------ Extrait
Au-delà des objets de recherche, ce sont aussi les méthodes et les pratiques
scientifiques qui sont mises en question par les démarches de recherche
pluridisciplinaire, comme le montre, par exemple, l’ouvrage coordonné par Nicole
Mathieu et Anne-Françoise Schmid, Modélisation et interdisciplinarité. Six disciplines
en quête d’épistémologie (2014). En effet, la confrontation entre des données de
nature et de temporalité fondamentalement différentes demande de repenser l’usage
et l’articulation des méthodologies de recherche, comme dans le cas de la
combinaison entre approche historique et approche ethnographique (Arborio et al.
2008) ou, de manière plus classique, l’articulation entre méthodes qualitatives,
quantitatives et historiques en sciences sociales (Weber 1995) (Lemercier et Zalc
2008) (Beaud et Weber 2010) (Venturini, Cardon et Cointet 2014). Par ailleurs, dans la
pratique, la rencontre de différentes disciplines peut nécessiter la création de
méthodes et d’outils visant à soutenir le travail interdisciplinaire. Ainsi, une équipe de
chercheurs de différentes disciplines, travaillant sur les Inégalités Sociales de Santé
(ISS), a tenté d’élaborer, après un repérage de certains de ces « mots-pièges », un
glossaire visant à expliciter les différentes acceptions auxquelles un même terme peut
renvoyer, suivant les disciplines. En effet, « la multiplicité des déterminants de la
santé et des trajectoires qui conduisent aux ISS rend indispensable de réfléchir
ensemble, au-delà des frontières disciplinaires, dès lors qu’il s’agit de comprendre la
façon dont elles se construisent et d’envisager comment agir pour les réduire »
------------
------ Liste des entrées
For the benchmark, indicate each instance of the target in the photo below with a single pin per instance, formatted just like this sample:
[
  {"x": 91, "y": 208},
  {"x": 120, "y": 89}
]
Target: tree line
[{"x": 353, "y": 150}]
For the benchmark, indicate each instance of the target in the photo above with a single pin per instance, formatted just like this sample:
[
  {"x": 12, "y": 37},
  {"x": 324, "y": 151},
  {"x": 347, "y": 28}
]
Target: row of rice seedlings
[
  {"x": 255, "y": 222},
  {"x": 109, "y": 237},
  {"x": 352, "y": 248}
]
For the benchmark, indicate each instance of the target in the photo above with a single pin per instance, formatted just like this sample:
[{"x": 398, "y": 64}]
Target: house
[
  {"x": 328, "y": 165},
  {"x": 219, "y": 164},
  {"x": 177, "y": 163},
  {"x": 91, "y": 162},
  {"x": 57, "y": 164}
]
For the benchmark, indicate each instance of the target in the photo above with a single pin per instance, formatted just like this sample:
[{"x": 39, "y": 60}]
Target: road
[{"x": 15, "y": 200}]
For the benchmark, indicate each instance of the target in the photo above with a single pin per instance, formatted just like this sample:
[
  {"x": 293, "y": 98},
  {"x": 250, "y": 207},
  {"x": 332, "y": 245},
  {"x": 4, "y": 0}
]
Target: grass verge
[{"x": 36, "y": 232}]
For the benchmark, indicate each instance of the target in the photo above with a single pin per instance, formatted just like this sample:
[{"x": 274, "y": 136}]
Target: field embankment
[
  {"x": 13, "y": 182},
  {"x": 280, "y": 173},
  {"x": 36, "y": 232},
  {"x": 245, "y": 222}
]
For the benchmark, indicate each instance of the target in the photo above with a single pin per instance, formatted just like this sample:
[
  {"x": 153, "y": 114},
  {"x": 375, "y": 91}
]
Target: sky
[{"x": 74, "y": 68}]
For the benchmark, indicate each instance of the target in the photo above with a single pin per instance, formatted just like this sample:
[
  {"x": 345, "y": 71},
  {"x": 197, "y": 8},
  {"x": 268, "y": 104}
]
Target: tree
------------
» **Consignes rédigées**
**1.** Dans l'extrait sur la recherche pluridisciplinaire, qu'a tenté d'élaborer l'équipe de chercheurs travaillant sur les Inégalités Sociales de Santé ?
**2.** Rédigez la suite de l'extrait sur la recherche pluridisciplinaire à partir de l'endroit où il s'arrête.

» **Réponses aux consignes**
**1.** Un glossaire visant à expliciter les différentes acceptions auxquelles un même terme peut renvoyer, suivant les disciplines.

**2.**
(Villeval et al. 2014, p. 160)[7]. Leur objectif n’était pas d’obtenir un consensus ou une
définition commune, ni de prescrire ou proscrire certains termes, mais d’outiller les
chercheurs pour favoriser le dialogue interdisciplinaire au sein des programmes de
recherche menés par l’IFERISS (Institut Fédératif d’Études et de Recherches
Interdisciplinaires Santé Société)[8].
Finalement, la pluridisciplinarité requiert une rencontre entre des cadres
épistémologiques. Pour la plupart des chercheurs, c’est là qu’elle se joue
véritablement, dans la mesure où elle n’est plus, dès lors, une simple démarche
d’emprunt d’idées à différents cadres d’analyse, chacun se référant à une discipline
spécifique. La pluridisciplinarité intervient lorsque « ce qui a commencé comme la
recherche de solution à un problème précis se prolonge par une exploration théorique
d’où émergeront de nouvelles combinaisons qui vont modifier le corpus théorique et
conceptuel de la discipline concernée » (Apter 2010, p. 9-10). S’appuyant sur Thomas
Kuhn, Apter suggère ainsi que le « vrai » travail interdisciplinaire ne se réduit pas à
l’emprunt ponctuel d’idées, mais implique l’élaboration et la transformation de
systèmes scientifiques relativement autonomes.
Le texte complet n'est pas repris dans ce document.